▸ **TASK GOAL**:
Exclude the pictures and retype the entries as written.

SUPPLIED RECORDS START

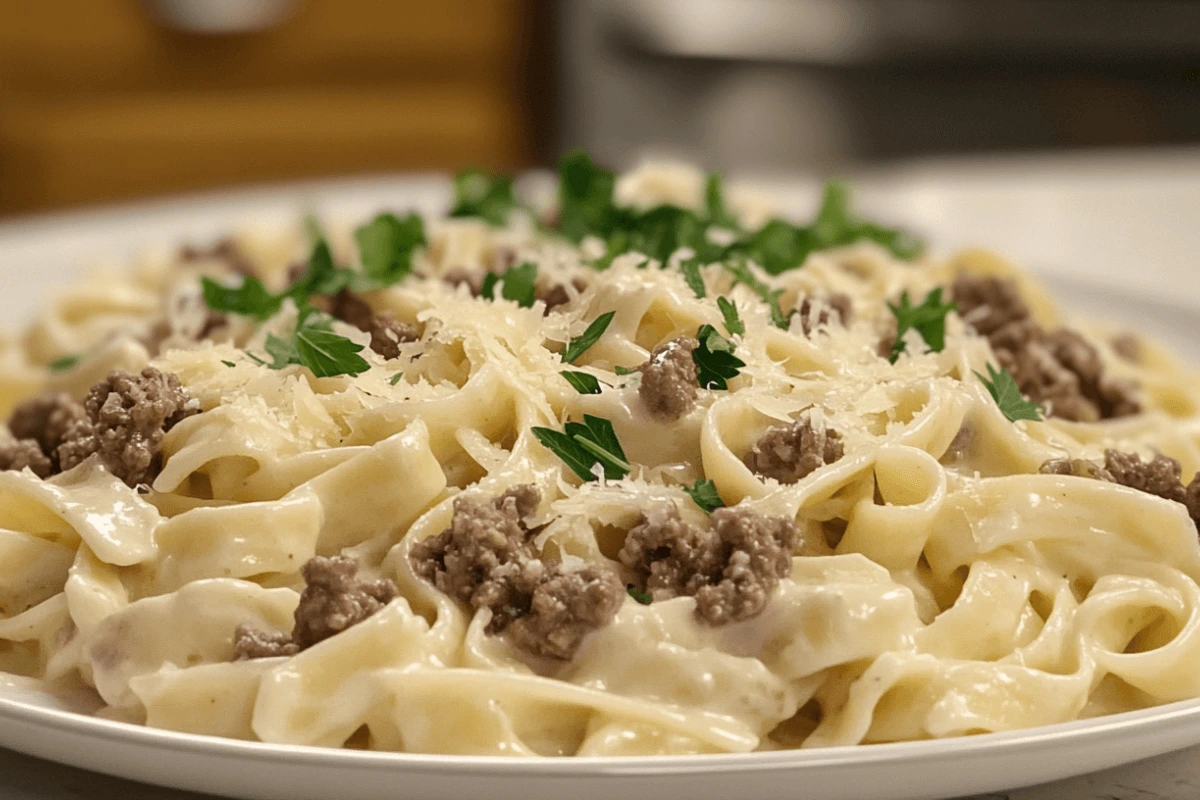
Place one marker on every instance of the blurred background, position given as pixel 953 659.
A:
pixel 113 100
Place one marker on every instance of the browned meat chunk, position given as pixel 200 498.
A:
pixel 567 606
pixel 1077 467
pixel 1059 368
pixel 1161 476
pixel 731 567
pixel 461 276
pixel 486 560
pixel 334 600
pixel 127 417
pixel 46 419
pixel 991 306
pixel 387 332
pixel 670 379
pixel 251 643
pixel 789 453
pixel 1128 347
pixel 223 251
pixel 18 453
pixel 819 312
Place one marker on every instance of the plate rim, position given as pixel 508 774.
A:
pixel 1075 732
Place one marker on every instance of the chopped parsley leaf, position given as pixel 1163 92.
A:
pixel 583 383
pixel 715 362
pixel 251 299
pixel 484 194
pixel 316 347
pixel 928 319
pixel 744 275
pixel 1005 391
pixel 585 197
pixel 703 493
pixel 730 312
pixel 579 346
pixel 690 269
pixel 385 246
pixel 65 362
pixel 639 595
pixel 517 284
pixel 585 444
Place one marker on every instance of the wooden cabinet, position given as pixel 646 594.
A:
pixel 100 101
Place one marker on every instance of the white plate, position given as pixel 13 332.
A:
pixel 40 253
pixel 923 770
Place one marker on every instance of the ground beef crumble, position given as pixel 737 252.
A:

SUPPLIED RECORDS END

▸ **REPLY**:
Place one marker on every instance of the blurred background, position given as pixel 953 659.
A:
pixel 113 100
Place one marker on every instance of the browned meat chunk, position given as pixel 200 498.
A:
pixel 567 606
pixel 1077 467
pixel 1059 368
pixel 1161 476
pixel 731 567
pixel 461 276
pixel 486 560
pixel 334 600
pixel 127 417
pixel 46 419
pixel 991 306
pixel 387 332
pixel 670 379
pixel 251 643
pixel 789 453
pixel 1128 347
pixel 223 251
pixel 18 453
pixel 819 312
Place one marker on every instance of the plate rim, position given as pixel 508 774.
A:
pixel 1075 732
Place one marker on every instance of the chopped parsley leaf, position given as pixel 1163 92.
A:
pixel 583 383
pixel 715 362
pixel 251 299
pixel 484 194
pixel 316 347
pixel 928 319
pixel 744 275
pixel 1005 391
pixel 585 197
pixel 703 493
pixel 730 312
pixel 579 346
pixel 690 269
pixel 385 246
pixel 65 362
pixel 639 595
pixel 517 284
pixel 585 444
Place one marker on every instance of the wooden cabinet, position given as pixel 646 594.
A:
pixel 100 101
Place one marker on every instance of the white plate, position given as pixel 13 332.
A:
pixel 40 253
pixel 923 770
Place one marker on every instance of the ground beef crumble, position given as pixel 737 252.
A:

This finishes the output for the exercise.